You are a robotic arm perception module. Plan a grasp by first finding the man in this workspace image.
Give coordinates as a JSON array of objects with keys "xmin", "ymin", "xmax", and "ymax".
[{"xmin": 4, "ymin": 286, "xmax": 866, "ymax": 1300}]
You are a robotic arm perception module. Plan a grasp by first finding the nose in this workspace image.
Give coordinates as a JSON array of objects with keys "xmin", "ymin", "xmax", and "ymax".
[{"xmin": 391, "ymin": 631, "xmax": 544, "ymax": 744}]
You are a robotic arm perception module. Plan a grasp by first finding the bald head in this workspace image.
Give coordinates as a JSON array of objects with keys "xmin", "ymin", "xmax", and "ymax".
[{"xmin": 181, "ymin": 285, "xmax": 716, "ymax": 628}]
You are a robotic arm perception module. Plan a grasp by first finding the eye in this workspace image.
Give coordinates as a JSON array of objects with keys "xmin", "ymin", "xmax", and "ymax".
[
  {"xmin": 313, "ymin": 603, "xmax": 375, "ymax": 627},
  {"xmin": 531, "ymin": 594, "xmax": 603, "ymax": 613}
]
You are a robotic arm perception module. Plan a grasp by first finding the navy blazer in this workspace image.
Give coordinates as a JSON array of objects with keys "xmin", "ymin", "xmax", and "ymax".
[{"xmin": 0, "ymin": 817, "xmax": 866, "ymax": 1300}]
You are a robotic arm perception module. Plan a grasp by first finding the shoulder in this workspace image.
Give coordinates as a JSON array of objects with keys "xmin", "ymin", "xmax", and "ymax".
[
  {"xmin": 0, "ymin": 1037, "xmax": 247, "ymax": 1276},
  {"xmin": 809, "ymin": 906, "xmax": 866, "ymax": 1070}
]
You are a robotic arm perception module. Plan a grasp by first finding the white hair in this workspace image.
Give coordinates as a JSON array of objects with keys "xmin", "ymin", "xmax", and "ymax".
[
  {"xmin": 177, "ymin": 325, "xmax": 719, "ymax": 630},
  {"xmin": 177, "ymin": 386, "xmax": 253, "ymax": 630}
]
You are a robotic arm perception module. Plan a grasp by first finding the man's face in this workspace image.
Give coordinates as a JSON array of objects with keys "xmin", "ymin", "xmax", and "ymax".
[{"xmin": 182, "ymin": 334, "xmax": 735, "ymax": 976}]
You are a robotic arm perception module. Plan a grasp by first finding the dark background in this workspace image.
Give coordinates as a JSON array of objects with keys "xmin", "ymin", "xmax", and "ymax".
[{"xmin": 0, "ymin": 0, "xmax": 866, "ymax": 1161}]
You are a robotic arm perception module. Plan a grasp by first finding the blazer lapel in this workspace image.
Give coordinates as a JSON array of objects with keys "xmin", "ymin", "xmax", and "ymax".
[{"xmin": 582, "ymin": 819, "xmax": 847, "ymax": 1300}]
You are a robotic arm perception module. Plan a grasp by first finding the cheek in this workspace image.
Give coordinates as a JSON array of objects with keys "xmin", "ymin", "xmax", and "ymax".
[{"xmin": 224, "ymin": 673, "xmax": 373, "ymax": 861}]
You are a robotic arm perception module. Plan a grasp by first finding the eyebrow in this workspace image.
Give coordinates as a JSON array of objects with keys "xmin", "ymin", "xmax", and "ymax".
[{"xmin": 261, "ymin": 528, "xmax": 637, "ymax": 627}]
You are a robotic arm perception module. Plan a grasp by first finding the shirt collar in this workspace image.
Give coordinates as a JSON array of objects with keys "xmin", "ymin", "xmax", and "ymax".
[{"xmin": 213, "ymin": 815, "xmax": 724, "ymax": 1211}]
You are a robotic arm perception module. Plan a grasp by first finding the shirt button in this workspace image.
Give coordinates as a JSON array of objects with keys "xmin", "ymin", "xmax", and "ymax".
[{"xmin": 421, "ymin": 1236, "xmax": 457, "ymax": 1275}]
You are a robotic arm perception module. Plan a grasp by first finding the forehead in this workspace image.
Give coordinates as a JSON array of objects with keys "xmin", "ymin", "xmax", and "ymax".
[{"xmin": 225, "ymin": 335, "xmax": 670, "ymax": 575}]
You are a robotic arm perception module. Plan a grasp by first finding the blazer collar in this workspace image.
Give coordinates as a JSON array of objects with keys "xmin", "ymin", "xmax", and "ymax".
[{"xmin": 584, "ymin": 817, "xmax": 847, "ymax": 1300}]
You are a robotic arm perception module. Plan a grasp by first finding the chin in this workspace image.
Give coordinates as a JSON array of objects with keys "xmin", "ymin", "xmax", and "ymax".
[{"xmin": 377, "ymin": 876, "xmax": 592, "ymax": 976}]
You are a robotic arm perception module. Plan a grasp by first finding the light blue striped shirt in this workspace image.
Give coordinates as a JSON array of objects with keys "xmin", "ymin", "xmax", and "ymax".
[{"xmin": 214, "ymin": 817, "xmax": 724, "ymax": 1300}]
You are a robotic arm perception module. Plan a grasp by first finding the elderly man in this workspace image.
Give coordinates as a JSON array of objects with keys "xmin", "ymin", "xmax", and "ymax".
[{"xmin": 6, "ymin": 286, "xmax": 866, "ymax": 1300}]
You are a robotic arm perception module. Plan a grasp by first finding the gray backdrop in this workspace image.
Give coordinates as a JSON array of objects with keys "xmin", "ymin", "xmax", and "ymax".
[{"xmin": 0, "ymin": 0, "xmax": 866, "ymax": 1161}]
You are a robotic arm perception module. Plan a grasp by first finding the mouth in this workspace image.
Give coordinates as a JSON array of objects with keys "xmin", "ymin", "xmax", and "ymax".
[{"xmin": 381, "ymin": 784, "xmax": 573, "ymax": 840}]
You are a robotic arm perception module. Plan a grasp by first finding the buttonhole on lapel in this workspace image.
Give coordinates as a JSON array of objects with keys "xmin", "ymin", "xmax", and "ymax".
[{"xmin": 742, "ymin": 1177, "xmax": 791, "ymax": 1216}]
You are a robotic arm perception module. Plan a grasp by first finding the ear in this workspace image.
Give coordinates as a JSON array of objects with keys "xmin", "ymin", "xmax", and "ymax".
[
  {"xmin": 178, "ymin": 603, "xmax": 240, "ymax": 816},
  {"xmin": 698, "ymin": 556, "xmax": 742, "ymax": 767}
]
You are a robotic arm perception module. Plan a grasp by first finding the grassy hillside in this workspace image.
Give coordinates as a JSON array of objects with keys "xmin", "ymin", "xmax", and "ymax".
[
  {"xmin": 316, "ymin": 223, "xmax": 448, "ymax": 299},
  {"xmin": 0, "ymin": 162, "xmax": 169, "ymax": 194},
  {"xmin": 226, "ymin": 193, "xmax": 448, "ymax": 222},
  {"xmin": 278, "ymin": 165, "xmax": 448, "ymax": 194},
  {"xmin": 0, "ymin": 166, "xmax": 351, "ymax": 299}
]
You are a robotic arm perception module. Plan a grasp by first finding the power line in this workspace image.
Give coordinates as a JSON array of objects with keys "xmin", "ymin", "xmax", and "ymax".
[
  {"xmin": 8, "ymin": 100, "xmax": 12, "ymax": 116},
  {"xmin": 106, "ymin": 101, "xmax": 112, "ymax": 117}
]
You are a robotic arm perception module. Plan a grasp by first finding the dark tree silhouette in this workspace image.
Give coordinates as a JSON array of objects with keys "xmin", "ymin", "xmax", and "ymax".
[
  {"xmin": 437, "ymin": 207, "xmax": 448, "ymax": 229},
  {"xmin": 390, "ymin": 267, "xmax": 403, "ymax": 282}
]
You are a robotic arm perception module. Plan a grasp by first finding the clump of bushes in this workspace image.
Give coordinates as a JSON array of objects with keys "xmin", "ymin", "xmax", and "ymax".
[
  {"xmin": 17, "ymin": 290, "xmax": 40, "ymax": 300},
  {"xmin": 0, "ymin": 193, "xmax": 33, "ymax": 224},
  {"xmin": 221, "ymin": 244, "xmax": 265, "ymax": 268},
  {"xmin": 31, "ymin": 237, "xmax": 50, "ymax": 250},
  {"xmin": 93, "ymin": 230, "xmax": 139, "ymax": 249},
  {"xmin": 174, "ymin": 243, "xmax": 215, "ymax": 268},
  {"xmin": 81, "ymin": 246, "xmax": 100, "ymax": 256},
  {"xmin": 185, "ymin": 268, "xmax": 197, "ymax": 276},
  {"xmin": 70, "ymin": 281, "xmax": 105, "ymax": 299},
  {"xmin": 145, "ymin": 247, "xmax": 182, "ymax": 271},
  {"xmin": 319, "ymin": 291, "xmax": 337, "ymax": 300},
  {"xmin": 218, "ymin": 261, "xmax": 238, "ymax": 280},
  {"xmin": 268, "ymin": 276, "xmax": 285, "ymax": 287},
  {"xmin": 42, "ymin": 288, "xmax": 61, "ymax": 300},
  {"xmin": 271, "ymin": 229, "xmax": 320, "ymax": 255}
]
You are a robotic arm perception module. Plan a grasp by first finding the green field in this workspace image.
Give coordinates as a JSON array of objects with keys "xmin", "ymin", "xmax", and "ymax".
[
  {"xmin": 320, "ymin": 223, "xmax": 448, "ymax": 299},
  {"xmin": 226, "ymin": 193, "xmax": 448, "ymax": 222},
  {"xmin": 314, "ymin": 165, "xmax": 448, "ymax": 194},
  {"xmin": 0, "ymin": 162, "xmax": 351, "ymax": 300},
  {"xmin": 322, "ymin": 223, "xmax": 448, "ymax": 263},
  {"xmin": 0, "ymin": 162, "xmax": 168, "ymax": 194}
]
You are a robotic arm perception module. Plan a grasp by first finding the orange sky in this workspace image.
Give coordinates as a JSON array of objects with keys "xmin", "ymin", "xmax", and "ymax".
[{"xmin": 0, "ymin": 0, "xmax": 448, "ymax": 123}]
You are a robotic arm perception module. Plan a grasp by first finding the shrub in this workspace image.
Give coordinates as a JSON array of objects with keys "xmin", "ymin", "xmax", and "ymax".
+---+
AUFGABENBESCHREIBUNG: Zieh aus den Einträgen oben jede Zeile heraus, in der das Wort „dark“ vorkommt, und gib sie vollständig wieder. Groß- und Kleinschreibung sind dabei zu beachten.

GELÖSTE AUFGABE:
You are a robotic arm perception module. Plan a grasp by first finding the dark background in this workspace image.
You are a robotic arm perception module. Plan a grasp by first finding the dark tree silhouette in this workspace image.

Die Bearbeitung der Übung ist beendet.